RECORDS TO USE:
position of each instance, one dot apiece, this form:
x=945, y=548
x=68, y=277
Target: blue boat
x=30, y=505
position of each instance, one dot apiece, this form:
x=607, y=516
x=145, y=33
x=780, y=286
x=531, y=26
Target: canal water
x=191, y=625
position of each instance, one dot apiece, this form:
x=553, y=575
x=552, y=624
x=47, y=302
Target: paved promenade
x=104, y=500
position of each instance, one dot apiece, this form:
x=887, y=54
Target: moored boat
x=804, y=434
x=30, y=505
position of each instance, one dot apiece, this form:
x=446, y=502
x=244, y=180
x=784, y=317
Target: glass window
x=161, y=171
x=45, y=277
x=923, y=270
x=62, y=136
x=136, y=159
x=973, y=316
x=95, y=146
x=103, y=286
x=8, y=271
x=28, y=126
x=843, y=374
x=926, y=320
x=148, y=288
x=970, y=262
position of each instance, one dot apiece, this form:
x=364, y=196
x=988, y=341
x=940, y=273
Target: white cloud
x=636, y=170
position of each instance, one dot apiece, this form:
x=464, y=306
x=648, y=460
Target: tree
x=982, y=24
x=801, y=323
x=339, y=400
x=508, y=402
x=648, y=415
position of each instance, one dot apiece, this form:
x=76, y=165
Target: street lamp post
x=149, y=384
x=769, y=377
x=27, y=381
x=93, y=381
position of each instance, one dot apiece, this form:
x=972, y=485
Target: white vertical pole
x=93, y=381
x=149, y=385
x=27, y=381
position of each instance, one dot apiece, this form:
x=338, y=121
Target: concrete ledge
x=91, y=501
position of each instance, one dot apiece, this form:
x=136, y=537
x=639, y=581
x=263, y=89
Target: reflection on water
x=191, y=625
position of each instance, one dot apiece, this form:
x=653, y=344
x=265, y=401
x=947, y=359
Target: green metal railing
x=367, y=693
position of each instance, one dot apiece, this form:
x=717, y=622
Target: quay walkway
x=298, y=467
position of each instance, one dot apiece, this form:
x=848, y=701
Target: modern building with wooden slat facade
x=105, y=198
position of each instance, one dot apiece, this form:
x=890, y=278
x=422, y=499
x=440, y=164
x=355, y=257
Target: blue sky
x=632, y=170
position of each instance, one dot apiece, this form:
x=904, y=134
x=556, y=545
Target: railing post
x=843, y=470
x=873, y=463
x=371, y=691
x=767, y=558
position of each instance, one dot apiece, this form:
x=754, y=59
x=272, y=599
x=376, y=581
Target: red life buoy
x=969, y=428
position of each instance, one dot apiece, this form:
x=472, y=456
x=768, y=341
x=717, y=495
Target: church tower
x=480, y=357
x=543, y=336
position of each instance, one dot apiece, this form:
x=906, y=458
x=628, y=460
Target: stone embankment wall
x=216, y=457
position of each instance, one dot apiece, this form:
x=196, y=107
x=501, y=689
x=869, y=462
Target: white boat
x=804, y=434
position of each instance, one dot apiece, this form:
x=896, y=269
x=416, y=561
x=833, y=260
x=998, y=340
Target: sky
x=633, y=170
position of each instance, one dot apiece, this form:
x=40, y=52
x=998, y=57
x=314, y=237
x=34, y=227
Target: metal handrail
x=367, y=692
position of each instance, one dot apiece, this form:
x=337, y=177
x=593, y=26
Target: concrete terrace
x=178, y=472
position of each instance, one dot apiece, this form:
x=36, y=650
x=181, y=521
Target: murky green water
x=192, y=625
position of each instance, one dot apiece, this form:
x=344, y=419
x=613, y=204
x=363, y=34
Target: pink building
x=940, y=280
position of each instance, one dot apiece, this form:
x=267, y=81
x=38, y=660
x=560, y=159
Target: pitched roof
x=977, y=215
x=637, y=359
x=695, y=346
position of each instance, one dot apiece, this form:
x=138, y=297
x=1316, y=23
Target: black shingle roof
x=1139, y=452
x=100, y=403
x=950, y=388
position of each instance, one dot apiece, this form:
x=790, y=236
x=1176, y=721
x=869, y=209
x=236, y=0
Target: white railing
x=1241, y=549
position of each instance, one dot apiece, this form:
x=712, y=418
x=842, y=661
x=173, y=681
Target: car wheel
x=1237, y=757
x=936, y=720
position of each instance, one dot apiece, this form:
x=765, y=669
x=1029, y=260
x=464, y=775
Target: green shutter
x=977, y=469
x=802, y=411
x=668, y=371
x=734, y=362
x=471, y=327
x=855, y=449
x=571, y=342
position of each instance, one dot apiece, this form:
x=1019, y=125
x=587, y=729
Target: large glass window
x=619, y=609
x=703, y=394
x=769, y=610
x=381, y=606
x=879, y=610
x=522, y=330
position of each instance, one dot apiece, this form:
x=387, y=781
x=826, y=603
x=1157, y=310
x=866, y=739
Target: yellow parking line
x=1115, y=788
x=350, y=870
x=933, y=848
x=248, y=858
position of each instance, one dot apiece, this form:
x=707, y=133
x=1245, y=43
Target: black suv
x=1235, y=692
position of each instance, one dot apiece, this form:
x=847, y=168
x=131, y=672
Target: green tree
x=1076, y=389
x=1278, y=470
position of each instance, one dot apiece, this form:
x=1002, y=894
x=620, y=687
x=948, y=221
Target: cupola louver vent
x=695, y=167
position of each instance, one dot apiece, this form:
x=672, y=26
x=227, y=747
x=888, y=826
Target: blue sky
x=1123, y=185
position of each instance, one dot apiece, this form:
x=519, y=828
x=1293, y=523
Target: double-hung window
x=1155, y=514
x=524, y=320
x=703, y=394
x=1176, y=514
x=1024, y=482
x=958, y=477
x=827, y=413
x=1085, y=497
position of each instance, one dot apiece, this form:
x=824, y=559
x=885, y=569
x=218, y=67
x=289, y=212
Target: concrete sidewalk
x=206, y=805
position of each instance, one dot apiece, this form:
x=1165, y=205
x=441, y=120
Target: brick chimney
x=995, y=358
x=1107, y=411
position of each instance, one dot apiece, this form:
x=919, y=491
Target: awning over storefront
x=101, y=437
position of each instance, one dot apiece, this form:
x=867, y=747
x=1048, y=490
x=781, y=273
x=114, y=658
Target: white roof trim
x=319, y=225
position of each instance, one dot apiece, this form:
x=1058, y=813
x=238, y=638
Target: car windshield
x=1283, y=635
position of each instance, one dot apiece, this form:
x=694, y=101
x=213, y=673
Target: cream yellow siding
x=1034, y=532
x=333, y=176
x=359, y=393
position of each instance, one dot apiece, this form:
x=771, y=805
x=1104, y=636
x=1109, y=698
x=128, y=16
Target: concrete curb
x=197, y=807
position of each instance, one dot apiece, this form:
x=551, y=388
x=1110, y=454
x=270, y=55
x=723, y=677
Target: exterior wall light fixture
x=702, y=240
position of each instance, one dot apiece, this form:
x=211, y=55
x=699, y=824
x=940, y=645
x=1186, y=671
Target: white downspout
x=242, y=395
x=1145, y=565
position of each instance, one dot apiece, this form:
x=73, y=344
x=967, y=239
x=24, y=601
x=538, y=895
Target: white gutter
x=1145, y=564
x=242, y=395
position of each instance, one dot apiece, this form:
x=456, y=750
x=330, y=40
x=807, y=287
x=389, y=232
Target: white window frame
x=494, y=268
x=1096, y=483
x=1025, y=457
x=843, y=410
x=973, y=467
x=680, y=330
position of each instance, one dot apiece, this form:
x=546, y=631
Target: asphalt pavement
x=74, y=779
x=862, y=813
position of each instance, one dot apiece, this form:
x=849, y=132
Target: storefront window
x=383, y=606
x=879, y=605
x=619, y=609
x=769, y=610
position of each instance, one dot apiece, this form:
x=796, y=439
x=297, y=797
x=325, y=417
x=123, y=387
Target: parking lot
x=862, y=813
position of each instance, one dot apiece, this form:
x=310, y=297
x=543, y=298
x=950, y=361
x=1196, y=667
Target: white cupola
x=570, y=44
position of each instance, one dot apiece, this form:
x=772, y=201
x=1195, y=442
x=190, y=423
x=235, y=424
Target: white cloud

SET TASK:
Reproduce the stretch from the start of the rows through the line containing "x=648, y=415", switching "paved promenade" to "paved walkway" and leaving everything else unchanged.

WRITTEN REPLY:
position of each instance, one dot apiece, this form:
x=945, y=548
x=68, y=277
Target: blue boat
x=30, y=505
position of each instance, one dot apiece, this form:
x=607, y=516
x=145, y=33
x=780, y=286
x=531, y=26
Target: canal water
x=191, y=625
position of each instance, one dot apiece, this form:
x=553, y=575
x=552, y=624
x=47, y=302
Target: paved walkway
x=104, y=500
position of each instance, one dot apiece, this form:
x=887, y=54
Target: moored boat
x=804, y=434
x=30, y=505
position of each instance, one dot apiece, this form:
x=446, y=502
x=244, y=180
x=784, y=317
Target: glass window
x=161, y=171
x=45, y=277
x=923, y=270
x=62, y=136
x=136, y=159
x=973, y=316
x=95, y=146
x=103, y=286
x=8, y=271
x=28, y=126
x=843, y=374
x=926, y=320
x=148, y=288
x=970, y=262
position of each instance, one dot apiece, this form:
x=364, y=196
x=988, y=341
x=940, y=273
Target: white cloud
x=636, y=170
position of each instance, one dot apiece, this form:
x=464, y=306
x=648, y=460
Target: tree
x=982, y=24
x=801, y=323
x=339, y=400
x=508, y=402
x=648, y=415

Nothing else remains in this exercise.